Source document →
--------------------------------

MNAR: Participants were selected based on their Observed Summary Score at follow-up.

Datapoints selected to receive missing data were based on:

MCAR: datapoints were selected completely at random

MAR: Datapoints were weighted for selection based on the severity of the previous day’s severity. The higher the value of the previous days observed score, the more likely the datapoint would be selected for deletion. When the previous day was missing, the next available day was used. When there was no previous day, the baseline Observed Summary Score was used as a weight.

MNAR: datapoints were selected based on the severity of the observed datapoint for that day. The higher the value of that day’s observed score, the more likely the datapoint would be selected for deletion.

This simulation setup is expected to lead to a negative bias in scores for MAR and MNAR. This is because the more severe responses are unobserved through missingness in this case. The opposite pattern maybe be expected if, for example, patients were improving and therefore less likely to complete their diary because they were feeling better and continuing with life. In this case, the bias would be expected to be positive. This could conceptually be the case in a COVID-19-related diary, where patients who are feeling better return to work and forget to complete their diary.

Missing data were introduced in increasing proportions. This means that either 10%, 20%, 30%, or 40% of the sample were missing either 1, 2, 3, 4, 5, 6, or all 7 days of data. When all 7 days of data were missing for a proportion of the sample, this is akin to an analysis which only uses participants with complete data. In total (not including the full dataset arising from the initial simulation), this led to 28 scenarios for each of the 3 daily variability conditions for each of the missingness mechanisms, for a total of 252 scenarios involving some level of missing data. This led to a total of 252,000 datasets, each with 400 patients observed scores.

For each participant in each scenario, the Observed Summary Score for follow-up was recalculated as the mean of all remaining datapoints. When all 7 days of data had been removed, no Observed Summary Score was created as there were no data from which to create a summary score. In this case, the patients Observed Summary Score was set to missing.

These metrics were used in the assessment of the performance and psychometric properties of the Observed Summary Score under different missingness conditions.

--------------------------------

Requirement A → Print the part of the passage on simulated missing data from "MAR: Datapoints were" to "as a weight.".
Requirement B → Continue the passage on simulated missing data, starting after its last sentence.

--------------------------------

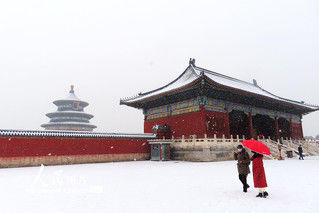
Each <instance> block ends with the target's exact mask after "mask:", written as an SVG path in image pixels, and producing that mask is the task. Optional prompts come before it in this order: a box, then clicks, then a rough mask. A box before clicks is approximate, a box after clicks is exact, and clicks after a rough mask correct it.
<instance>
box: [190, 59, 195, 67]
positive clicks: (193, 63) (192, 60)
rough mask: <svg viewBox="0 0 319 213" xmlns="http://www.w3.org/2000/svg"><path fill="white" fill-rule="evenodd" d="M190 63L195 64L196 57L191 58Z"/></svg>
mask: <svg viewBox="0 0 319 213" xmlns="http://www.w3.org/2000/svg"><path fill="white" fill-rule="evenodd" d="M189 65H193V66H195V58H189Z"/></svg>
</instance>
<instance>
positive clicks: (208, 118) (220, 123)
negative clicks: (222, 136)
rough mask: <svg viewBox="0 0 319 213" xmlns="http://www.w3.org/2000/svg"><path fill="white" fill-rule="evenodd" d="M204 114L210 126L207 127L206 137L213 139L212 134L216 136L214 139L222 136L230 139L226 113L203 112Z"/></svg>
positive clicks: (227, 119) (228, 120) (226, 114)
mask: <svg viewBox="0 0 319 213" xmlns="http://www.w3.org/2000/svg"><path fill="white" fill-rule="evenodd" d="M205 113H206V118H207V120H209V121H210V125H208V129H207V136H208V137H214V134H216V137H222V136H223V135H225V137H230V135H229V120H228V115H227V113H222V112H212V111H205ZM212 122H214V123H215V125H214V126H212Z"/></svg>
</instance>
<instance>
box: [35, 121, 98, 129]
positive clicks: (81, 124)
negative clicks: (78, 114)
mask: <svg viewBox="0 0 319 213" xmlns="http://www.w3.org/2000/svg"><path fill="white" fill-rule="evenodd" d="M67 125H70V126H75V125H76V126H83V127H91V128H96V126H95V125H93V124H90V123H85V122H76V121H67V122H49V123H45V124H42V125H41V127H47V126H67Z"/></svg>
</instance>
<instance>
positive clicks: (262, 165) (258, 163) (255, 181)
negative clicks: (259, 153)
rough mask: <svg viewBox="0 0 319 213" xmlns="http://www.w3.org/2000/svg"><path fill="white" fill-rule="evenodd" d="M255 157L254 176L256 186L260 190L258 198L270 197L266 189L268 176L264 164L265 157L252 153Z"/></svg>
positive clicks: (254, 183) (254, 184) (254, 161)
mask: <svg viewBox="0 0 319 213" xmlns="http://www.w3.org/2000/svg"><path fill="white" fill-rule="evenodd" d="M252 153H254V155H253V156H252V157H251V160H252V161H253V176H254V186H255V188H258V189H259V194H258V195H257V196H256V197H264V198H266V197H267V196H268V193H267V192H266V190H265V188H266V187H267V181H266V175H265V170H264V164H263V157H264V156H263V155H262V154H259V153H256V152H254V151H252Z"/></svg>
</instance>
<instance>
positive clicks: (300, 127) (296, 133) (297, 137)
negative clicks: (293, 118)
mask: <svg viewBox="0 0 319 213" xmlns="http://www.w3.org/2000/svg"><path fill="white" fill-rule="evenodd" d="M290 134H291V138H293V139H302V138H303V132H302V125H301V124H297V123H291V124H290Z"/></svg>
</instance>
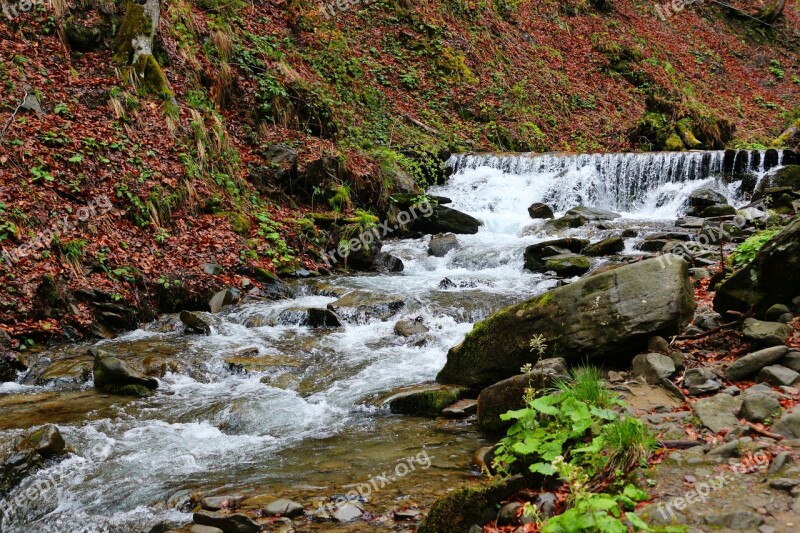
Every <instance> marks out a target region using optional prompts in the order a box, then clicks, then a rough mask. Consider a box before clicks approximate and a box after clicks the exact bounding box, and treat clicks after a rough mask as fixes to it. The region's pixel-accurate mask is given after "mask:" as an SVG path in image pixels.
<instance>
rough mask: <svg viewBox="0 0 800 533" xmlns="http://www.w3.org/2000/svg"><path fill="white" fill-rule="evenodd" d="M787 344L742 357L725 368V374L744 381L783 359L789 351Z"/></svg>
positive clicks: (761, 350) (730, 377) (776, 346)
mask: <svg viewBox="0 0 800 533" xmlns="http://www.w3.org/2000/svg"><path fill="white" fill-rule="evenodd" d="M788 351H789V349H788V348H786V347H785V346H776V347H774V348H765V349H763V350H759V351H757V352H753V353H749V354H747V355H745V356H744V357H740V358H739V359H737V360H736V361H734V362H733V364H731V366H729V367H728V368H727V369H726V370H725V376H726V377H727V378H728V379H729V380H731V381H742V380H744V379H747V378H749V377H751V376H753V375H755V374H757V373H758V371H759V370H761V369H762V368H764V367H765V366H767V365H771V364H773V363H776V362H778V361H780V360H781V358H782V357H783V356H784V355H786V354H787V353H788Z"/></svg>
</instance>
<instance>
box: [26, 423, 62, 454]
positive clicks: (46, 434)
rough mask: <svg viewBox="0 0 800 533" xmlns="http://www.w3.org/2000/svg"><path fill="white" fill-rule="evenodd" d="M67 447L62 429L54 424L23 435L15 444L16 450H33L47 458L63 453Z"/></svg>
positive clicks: (29, 432) (48, 425) (36, 452)
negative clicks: (55, 425) (58, 427)
mask: <svg viewBox="0 0 800 533" xmlns="http://www.w3.org/2000/svg"><path fill="white" fill-rule="evenodd" d="M66 447H67V445H66V443H65V442H64V437H63V436H62V435H61V431H59V429H58V428H57V427H56V426H54V425H53V424H47V425H45V426H42V427H41V428H39V429H36V430H34V431H30V432H28V433H26V434H25V435H23V437H22V440H20V442H19V443H18V444H17V445H16V446H14V450H15V451H24V450H31V451H34V452H36V453H38V454H39V455H41V456H42V457H45V458H47V457H54V456H57V455H63V454H64V453H65V452H66Z"/></svg>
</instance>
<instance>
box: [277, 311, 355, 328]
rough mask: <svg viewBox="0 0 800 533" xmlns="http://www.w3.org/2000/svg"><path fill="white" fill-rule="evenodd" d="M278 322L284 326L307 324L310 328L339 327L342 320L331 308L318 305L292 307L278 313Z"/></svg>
mask: <svg viewBox="0 0 800 533" xmlns="http://www.w3.org/2000/svg"><path fill="white" fill-rule="evenodd" d="M277 323H278V324H280V325H284V326H307V327H309V328H338V327H341V325H342V321H341V320H340V319H339V317H338V316H337V315H336V313H334V312H333V311H331V310H330V309H322V308H316V307H308V308H303V307H290V308H289V309H284V310H283V311H281V313H280V314H279V315H278V318H277Z"/></svg>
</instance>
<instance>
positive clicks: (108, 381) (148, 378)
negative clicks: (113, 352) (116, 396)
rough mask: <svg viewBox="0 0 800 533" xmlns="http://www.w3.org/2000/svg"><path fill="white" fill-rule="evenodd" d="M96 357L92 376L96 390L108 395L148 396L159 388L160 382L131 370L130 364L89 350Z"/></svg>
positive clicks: (121, 359)
mask: <svg viewBox="0 0 800 533" xmlns="http://www.w3.org/2000/svg"><path fill="white" fill-rule="evenodd" d="M89 355H92V356H93V357H94V366H93V368H92V374H93V376H94V388H96V389H97V390H99V391H100V392H105V393H107V394H121V395H126V396H146V395H147V394H149V392H150V391H153V390H155V389H157V388H158V380H157V379H155V378H152V377H149V376H146V375H144V374H143V373H141V372H139V371H138V370H134V369H133V368H131V366H130V365H128V363H126V362H125V361H123V360H122V359H119V358H118V357H114V356H112V355H110V354H109V353H108V352H105V351H103V350H98V349H94V348H90V349H89Z"/></svg>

--------------------------------

Answer A →
MAR: Datapoints were weighted for selection based on the severity of the previous day’s severity. The higher the value of the previous days observed score, the more likely the datapoint would be selected for deletion. When the previous day was missing, the next available day was used. When there was no previous day, the baseline Observed Summary Score was used as a weight.

Answer B →
Assessment of observed summary score estimate, psychometric properties, and meaningful change analysis performance

Prior to showing the impact on psychometric properties, the performance of the Observed Summary Score created from records with missing data was assessed in terms of bias and root mean squared error. Estimate bias was assessed as the difference between the Observed Summary Score at follow-up created from partial datasets (i.e. datasets with missing data) and the “true” Observed Summary Score which was created from the complete data before data were made missing. This was calculated for each sample in each missingness scenario:

Mean of (Participant follow-up Observed Summary Score from partial data−Participant follow-up Observed Summary Score from complete data)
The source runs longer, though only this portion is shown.